These lawless and trackless valleys of the shadow of death are an endlessly confusing, crumpled terrain and you must stick to the one atrocious track, where travellers would be a sitting duck for ambush. In only one place there did we find water, and, near it, a Tigrean camel-driver with no camels. He and his train had been ambushed the previous year, kidnapped, and marched across the Depression to the low mountains of Eritrea. Without their camels and almost dead from heat and thirst, they eventually wandered back, lucky to be alive.
Now is the season when tens of thousands of camels and their Tigrean drivers will be making their way down for, and back up with, blocks of salt, often travelling at night, and fearful themselves of attack. The camels drink only twice on their journey, walking often at night. There is no fodder down in the Danakil. None at all.
They set out with mountains of straw piled high on their backs, which they deposit at the small villages they pass on the way down. Villagers keep them safe on their roofs for the camels’ return journey. Their drivers bring only dry bread, sugar and tea.
The journey is, by common consent in Ethiopia, one of the toughest trials a man can face.
At its lowest point, 500ft below sea level, is an inferno of a place, one of the hottest and most inhospitable on Earth, where temperatures reach 50C.

§ Set exercise 1
Set down word for word the part of the Danakil passage starting with "Now is the season" and going on through "None at all.".
The Danakil passage and the listing that comes next have no connection to each other.

§ Record excerpts

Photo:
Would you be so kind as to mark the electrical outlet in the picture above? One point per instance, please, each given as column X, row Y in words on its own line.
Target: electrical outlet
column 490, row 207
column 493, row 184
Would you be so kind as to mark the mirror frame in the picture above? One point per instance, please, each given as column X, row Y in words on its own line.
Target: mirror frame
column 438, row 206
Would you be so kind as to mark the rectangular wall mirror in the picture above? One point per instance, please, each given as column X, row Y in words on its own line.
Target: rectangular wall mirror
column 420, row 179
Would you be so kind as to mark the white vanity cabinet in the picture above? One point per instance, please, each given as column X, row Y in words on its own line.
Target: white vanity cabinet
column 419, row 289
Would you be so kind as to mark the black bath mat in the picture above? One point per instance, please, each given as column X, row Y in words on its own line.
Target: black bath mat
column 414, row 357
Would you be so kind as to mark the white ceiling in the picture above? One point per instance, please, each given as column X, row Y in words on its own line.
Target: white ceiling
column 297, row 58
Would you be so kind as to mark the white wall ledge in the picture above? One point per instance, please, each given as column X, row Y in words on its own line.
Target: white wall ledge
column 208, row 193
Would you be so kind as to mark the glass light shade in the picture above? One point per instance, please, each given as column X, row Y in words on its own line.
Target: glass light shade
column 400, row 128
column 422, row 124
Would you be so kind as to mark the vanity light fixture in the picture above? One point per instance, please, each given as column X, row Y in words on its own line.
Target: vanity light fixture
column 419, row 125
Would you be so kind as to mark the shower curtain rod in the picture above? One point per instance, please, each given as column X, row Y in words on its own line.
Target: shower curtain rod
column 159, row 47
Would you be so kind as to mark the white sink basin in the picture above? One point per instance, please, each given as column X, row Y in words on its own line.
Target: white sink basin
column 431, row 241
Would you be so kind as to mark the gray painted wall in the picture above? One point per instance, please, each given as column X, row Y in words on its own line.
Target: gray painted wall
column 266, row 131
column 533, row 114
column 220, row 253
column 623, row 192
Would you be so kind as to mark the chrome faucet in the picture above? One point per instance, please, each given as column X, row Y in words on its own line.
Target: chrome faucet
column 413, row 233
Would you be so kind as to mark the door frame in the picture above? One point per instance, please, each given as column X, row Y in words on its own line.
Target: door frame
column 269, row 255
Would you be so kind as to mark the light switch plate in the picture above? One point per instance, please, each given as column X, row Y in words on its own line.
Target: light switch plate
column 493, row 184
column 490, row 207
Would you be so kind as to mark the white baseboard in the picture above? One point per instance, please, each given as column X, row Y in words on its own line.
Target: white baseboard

§ Set exercise 2
Extract from the listing, unchanged, the lines starting with the line with "Would you be so kind as to mark the shower" and going on through the line with "column 159, row 47", both of those lines included.

§ Final result 1
Now is the season when tens of thousands of camels and their Tigrean drivers will be making their way down for, and back up with, blocks of salt, often travelling at night, and fearful themselves of attack. The camels drink only twice on their journey, walking often at night. There is no fodder down in the Danakil. None at all.

§ Final result 2
Would you be so kind as to mark the shower curtain rod in the picture above? One point per instance, please, each given as column X, row Y in words on its own line.
Target: shower curtain rod
column 159, row 47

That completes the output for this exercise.